[Records supplied]:
————

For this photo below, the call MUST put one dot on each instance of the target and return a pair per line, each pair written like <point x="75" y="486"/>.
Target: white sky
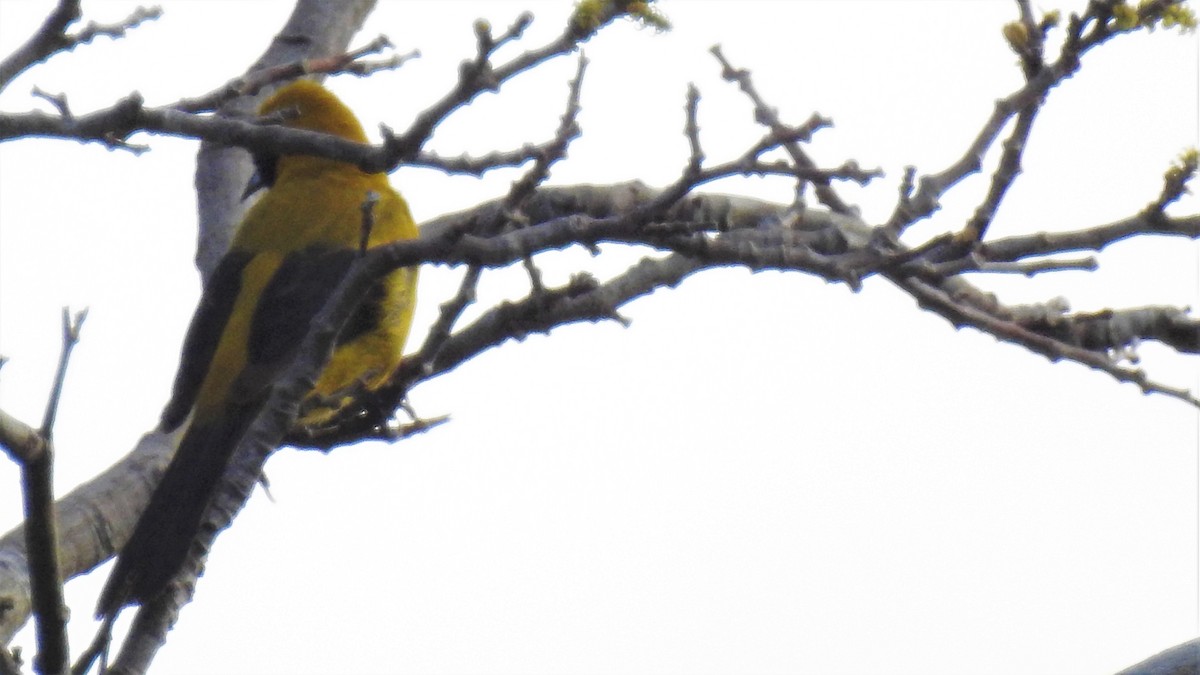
<point x="765" y="473"/>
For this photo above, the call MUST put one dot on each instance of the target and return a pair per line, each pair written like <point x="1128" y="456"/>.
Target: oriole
<point x="289" y="252"/>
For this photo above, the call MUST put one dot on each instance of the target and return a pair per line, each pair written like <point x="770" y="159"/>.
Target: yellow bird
<point x="289" y="252"/>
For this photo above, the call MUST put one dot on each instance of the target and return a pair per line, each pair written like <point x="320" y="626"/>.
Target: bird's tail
<point x="163" y="535"/>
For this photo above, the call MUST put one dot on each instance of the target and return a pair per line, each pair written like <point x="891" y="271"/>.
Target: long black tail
<point x="161" y="539"/>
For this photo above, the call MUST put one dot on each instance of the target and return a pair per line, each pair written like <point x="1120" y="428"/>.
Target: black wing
<point x="203" y="335"/>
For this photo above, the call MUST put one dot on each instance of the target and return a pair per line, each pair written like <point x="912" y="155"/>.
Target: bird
<point x="288" y="254"/>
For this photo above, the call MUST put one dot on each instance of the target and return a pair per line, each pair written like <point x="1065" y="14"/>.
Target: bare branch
<point x="52" y="37"/>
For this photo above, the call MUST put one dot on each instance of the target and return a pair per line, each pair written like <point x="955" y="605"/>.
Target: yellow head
<point x="316" y="109"/>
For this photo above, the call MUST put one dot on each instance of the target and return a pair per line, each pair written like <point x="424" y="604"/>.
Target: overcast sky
<point x="763" y="473"/>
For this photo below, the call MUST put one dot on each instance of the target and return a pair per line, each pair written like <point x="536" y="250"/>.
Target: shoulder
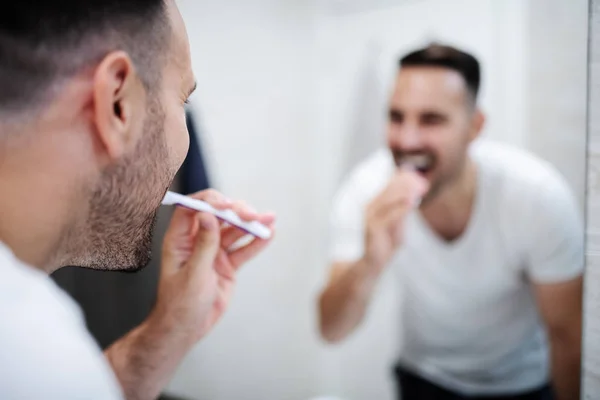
<point x="45" y="348"/>
<point x="519" y="175"/>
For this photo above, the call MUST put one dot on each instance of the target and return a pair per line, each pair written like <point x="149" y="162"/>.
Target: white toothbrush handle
<point x="254" y="227"/>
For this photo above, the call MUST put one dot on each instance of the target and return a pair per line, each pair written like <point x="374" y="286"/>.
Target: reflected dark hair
<point x="438" y="55"/>
<point x="43" y="43"/>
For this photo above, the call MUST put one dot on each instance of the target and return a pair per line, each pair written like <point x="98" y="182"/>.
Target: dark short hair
<point x="438" y="55"/>
<point x="45" y="42"/>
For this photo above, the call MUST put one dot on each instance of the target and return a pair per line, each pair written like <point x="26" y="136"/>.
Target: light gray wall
<point x="591" y="336"/>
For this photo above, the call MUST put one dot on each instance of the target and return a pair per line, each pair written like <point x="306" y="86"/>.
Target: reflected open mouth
<point x="422" y="163"/>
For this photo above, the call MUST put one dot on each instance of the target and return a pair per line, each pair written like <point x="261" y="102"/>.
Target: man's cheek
<point x="178" y="140"/>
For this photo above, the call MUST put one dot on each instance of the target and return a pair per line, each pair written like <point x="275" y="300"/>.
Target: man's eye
<point x="432" y="119"/>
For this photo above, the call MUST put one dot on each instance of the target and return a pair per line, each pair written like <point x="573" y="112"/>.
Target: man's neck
<point x="449" y="213"/>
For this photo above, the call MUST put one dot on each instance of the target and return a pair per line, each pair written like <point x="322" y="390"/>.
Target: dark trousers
<point x="413" y="387"/>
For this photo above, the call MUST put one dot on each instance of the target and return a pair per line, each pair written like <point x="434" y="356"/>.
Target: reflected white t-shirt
<point x="46" y="351"/>
<point x="469" y="320"/>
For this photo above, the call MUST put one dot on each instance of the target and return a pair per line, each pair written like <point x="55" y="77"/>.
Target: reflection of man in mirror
<point x="485" y="243"/>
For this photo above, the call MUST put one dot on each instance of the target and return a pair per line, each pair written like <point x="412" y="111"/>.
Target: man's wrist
<point x="366" y="276"/>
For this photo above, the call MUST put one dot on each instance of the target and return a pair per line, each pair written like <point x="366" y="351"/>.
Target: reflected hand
<point x="385" y="215"/>
<point x="199" y="265"/>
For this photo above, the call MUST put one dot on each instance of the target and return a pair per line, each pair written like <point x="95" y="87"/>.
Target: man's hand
<point x="344" y="301"/>
<point x="198" y="271"/>
<point x="199" y="267"/>
<point x="385" y="215"/>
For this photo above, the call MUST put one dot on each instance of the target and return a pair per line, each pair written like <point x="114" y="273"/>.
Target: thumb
<point x="206" y="244"/>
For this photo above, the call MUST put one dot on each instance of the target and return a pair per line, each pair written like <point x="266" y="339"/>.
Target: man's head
<point x="96" y="89"/>
<point x="433" y="115"/>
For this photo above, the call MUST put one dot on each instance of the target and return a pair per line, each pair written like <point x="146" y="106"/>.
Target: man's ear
<point x="477" y="124"/>
<point x="119" y="104"/>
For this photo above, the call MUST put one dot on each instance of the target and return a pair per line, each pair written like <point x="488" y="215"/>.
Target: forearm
<point x="344" y="302"/>
<point x="566" y="368"/>
<point x="146" y="358"/>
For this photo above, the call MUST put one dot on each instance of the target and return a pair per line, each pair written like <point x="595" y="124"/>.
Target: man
<point x="485" y="242"/>
<point x="92" y="131"/>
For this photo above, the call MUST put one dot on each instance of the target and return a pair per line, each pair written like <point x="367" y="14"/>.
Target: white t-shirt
<point x="469" y="319"/>
<point x="45" y="350"/>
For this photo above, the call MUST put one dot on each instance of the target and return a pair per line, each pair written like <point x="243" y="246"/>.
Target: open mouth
<point x="422" y="163"/>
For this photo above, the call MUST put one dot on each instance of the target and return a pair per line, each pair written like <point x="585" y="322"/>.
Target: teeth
<point x="420" y="161"/>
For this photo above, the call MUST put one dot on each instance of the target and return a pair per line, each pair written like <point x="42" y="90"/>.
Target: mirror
<point x="292" y="97"/>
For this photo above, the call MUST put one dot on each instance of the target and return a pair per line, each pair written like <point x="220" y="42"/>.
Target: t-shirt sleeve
<point x="556" y="239"/>
<point x="46" y="352"/>
<point x="346" y="223"/>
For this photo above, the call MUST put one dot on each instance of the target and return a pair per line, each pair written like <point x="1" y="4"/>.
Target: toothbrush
<point x="254" y="228"/>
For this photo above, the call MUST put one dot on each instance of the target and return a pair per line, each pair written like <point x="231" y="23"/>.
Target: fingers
<point x="244" y="254"/>
<point x="214" y="198"/>
<point x="405" y="187"/>
<point x="206" y="245"/>
<point x="231" y="234"/>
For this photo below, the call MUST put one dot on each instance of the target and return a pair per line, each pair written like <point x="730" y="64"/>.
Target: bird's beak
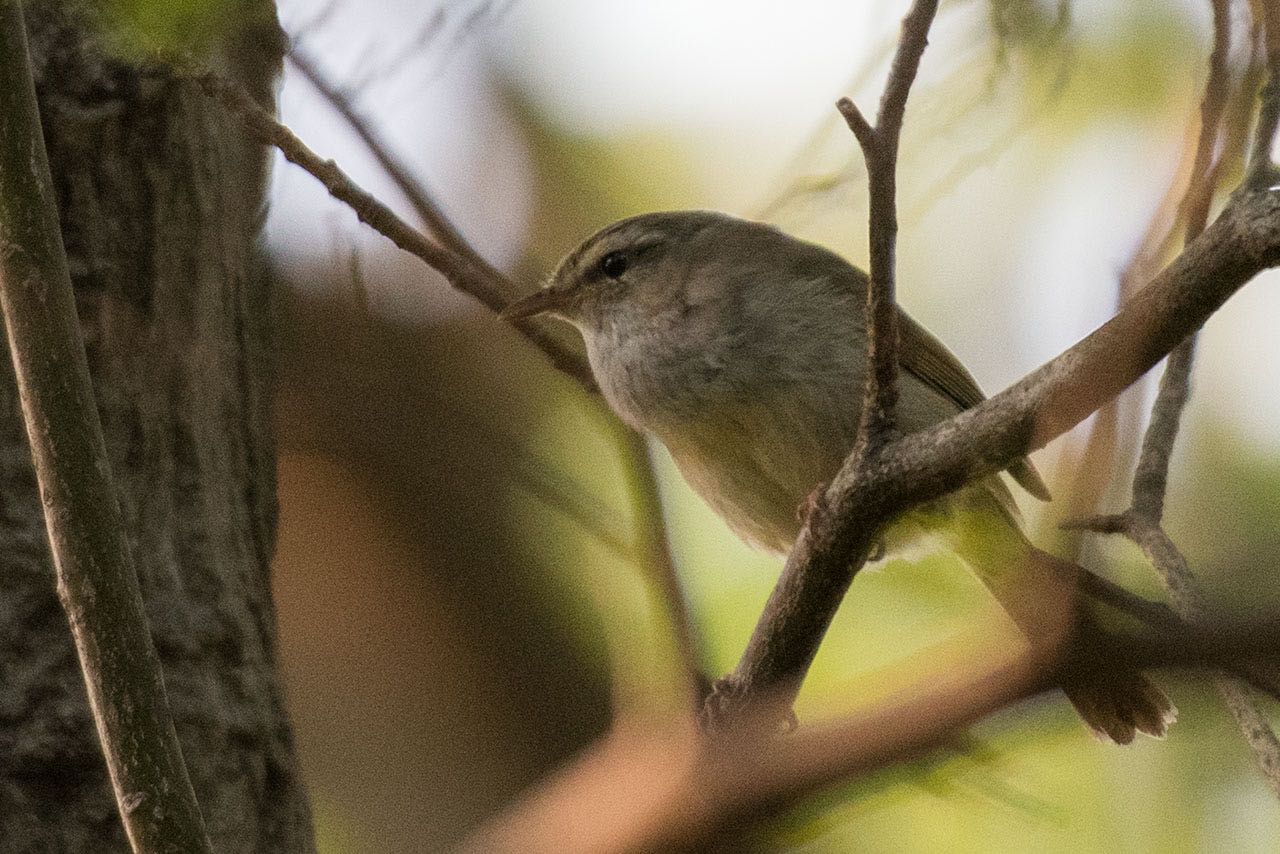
<point x="549" y="298"/>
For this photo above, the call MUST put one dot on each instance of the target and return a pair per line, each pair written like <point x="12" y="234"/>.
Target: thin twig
<point x="982" y="441"/>
<point x="97" y="584"/>
<point x="1261" y="170"/>
<point x="1142" y="521"/>
<point x="664" y="789"/>
<point x="460" y="270"/>
<point x="652" y="547"/>
<point x="880" y="147"/>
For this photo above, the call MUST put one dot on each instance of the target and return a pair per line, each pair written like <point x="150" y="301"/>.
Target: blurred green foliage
<point x="186" y="27"/>
<point x="1004" y="114"/>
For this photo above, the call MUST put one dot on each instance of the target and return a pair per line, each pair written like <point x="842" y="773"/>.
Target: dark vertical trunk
<point x="160" y="199"/>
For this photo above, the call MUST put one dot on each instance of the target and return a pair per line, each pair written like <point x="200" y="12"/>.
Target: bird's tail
<point x="1116" y="702"/>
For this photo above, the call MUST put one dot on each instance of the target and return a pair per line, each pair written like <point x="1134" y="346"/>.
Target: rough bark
<point x="160" y="201"/>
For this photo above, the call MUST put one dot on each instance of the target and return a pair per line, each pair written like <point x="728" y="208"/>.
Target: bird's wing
<point x="929" y="361"/>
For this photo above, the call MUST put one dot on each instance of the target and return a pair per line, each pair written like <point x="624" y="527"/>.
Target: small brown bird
<point x="743" y="350"/>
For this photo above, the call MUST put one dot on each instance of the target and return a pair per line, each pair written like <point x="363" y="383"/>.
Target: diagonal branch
<point x="880" y="146"/>
<point x="982" y="441"/>
<point x="461" y="272"/>
<point x="97" y="583"/>
<point x="1142" y="521"/>
<point x="469" y="272"/>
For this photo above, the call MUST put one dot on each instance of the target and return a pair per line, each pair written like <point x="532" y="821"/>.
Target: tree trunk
<point x="160" y="200"/>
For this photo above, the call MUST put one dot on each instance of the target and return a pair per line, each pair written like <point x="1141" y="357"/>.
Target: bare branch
<point x="987" y="438"/>
<point x="880" y="150"/>
<point x="97" y="584"/>
<point x="664" y="789"/>
<point x="1142" y="521"/>
<point x="1261" y="170"/>
<point x="652" y="547"/>
<point x="461" y="272"/>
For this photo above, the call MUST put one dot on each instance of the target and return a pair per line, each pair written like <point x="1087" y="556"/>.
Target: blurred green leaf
<point x="178" y="26"/>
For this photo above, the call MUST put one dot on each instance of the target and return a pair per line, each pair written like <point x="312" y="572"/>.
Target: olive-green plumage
<point x="743" y="350"/>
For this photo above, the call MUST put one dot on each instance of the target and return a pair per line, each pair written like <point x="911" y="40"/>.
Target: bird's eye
<point x="613" y="265"/>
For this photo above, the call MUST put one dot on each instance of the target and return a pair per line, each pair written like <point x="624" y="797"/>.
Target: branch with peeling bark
<point x="906" y="471"/>
<point x="1142" y="523"/>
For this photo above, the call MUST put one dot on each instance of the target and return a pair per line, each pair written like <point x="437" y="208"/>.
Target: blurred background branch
<point x="1142" y="521"/>
<point x="97" y="583"/>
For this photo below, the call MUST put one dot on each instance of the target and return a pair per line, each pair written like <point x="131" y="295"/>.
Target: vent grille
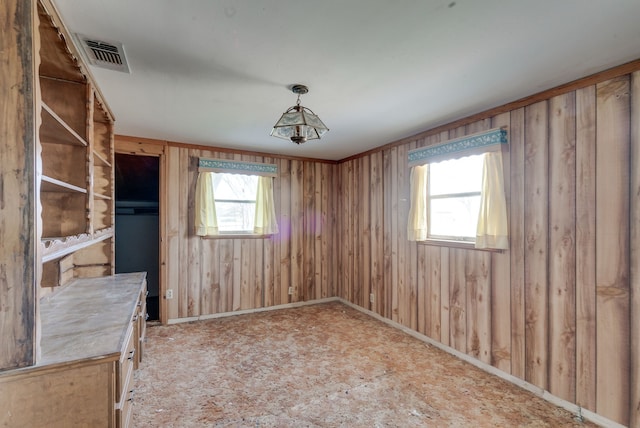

————

[Exercise task]: Pull out every line of the items above that contains the string "mouth", and copy each one in full.

[Response to the task]:
Target: reflected open mouth
Target: open mouth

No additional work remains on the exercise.